LISTING:
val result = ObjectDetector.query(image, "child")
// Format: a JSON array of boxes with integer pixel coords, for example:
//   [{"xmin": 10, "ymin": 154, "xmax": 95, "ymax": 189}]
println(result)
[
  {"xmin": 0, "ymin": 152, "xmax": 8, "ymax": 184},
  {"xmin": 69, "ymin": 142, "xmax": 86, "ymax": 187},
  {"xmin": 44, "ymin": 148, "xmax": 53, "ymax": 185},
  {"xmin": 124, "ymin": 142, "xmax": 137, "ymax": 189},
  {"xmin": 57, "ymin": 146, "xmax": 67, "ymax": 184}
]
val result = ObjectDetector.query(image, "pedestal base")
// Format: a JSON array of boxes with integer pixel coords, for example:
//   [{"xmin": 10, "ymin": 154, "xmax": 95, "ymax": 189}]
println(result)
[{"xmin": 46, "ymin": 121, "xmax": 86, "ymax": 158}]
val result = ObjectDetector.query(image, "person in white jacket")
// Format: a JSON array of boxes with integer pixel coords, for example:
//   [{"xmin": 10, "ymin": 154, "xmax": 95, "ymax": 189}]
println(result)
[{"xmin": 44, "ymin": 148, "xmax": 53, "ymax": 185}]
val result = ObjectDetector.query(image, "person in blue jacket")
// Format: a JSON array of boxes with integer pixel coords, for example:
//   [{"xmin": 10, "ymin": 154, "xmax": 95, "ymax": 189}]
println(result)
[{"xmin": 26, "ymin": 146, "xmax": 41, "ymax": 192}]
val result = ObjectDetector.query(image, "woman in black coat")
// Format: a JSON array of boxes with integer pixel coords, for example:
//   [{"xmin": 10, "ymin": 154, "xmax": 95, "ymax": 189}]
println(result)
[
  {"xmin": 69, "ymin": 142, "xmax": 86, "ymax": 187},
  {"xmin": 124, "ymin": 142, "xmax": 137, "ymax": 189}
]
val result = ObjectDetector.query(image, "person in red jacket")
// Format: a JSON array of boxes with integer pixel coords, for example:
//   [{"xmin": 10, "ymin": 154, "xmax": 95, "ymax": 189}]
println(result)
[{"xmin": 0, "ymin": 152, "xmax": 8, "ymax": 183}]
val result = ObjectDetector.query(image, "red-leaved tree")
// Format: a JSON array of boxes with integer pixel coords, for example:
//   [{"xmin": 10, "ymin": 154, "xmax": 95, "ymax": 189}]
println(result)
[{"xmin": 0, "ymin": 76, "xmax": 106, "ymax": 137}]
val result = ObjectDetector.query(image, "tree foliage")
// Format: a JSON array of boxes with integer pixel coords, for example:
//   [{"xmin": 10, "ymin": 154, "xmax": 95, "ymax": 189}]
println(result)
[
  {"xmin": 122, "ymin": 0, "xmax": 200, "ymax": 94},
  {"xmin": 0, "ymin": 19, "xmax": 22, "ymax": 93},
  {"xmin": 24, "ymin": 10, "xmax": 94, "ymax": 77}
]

WHAT YOU HAVE TO DO: Transcribe every entry word for word.

FINISHED TASK:
val result = ObjectDetector.query(image, "child")
// Format: a JSON array of boxes with integer pixel coords, for example:
//   [{"xmin": 10, "ymin": 154, "xmax": 95, "ymax": 189}]
println(result)
[
  {"xmin": 0, "ymin": 152, "xmax": 8, "ymax": 184},
  {"xmin": 69, "ymin": 142, "xmax": 86, "ymax": 187},
  {"xmin": 44, "ymin": 148, "xmax": 53, "ymax": 185},
  {"xmin": 124, "ymin": 142, "xmax": 137, "ymax": 189},
  {"xmin": 57, "ymin": 146, "xmax": 67, "ymax": 184}
]
val result = ObjectDetector.query(image, "pedestal base")
// Format: a JSON array of boxes with integer pixel coords, for example:
//   [{"xmin": 10, "ymin": 154, "xmax": 95, "ymax": 189}]
println(result)
[{"xmin": 46, "ymin": 121, "xmax": 86, "ymax": 158}]
val result = ObjectDetector.query(image, "person in white jacket")
// Format: a JSON array of boxes with integer pixel coords, for example:
//   [{"xmin": 10, "ymin": 154, "xmax": 95, "ymax": 189}]
println(result)
[{"xmin": 44, "ymin": 148, "xmax": 53, "ymax": 185}]
val result = ObjectDetector.query(image, "person in blue jacket")
// Format: a JSON array of boxes with integer pixel coords, for example:
//   [{"xmin": 10, "ymin": 154, "xmax": 95, "ymax": 189}]
println(result)
[{"xmin": 26, "ymin": 146, "xmax": 41, "ymax": 192}]
val result = ObjectDetector.query(image, "woman in black coat")
// Format: a JSON array of boxes with integer pixel coords, for example:
//   [{"xmin": 10, "ymin": 154, "xmax": 95, "ymax": 189}]
println(result)
[
  {"xmin": 69, "ymin": 142, "xmax": 86, "ymax": 187},
  {"xmin": 124, "ymin": 142, "xmax": 137, "ymax": 189}
]
val result = ObjectDetector.query(image, "person in red jacket")
// Format: a JSON array of boxes with integer pixel coords, for example:
//   [{"xmin": 10, "ymin": 154, "xmax": 95, "ymax": 189}]
println(result)
[{"xmin": 0, "ymin": 152, "xmax": 8, "ymax": 183}]
val result = ObjectDetector.query(image, "red-leaved tree")
// Format: a JSON array of boxes with integer pixel coords, for example:
//   [{"xmin": 10, "ymin": 154, "xmax": 95, "ymax": 189}]
println(result)
[{"xmin": 0, "ymin": 76, "xmax": 106, "ymax": 137}]
val result = ObjectDetector.query(image, "tree foliage")
// Format: a JSON array of boxes with integer pixel coords, for example:
//   [{"xmin": 10, "ymin": 154, "xmax": 95, "ymax": 189}]
println(result)
[
  {"xmin": 122, "ymin": 0, "xmax": 200, "ymax": 94},
  {"xmin": 0, "ymin": 19, "xmax": 22, "ymax": 93},
  {"xmin": 24, "ymin": 10, "xmax": 94, "ymax": 77}
]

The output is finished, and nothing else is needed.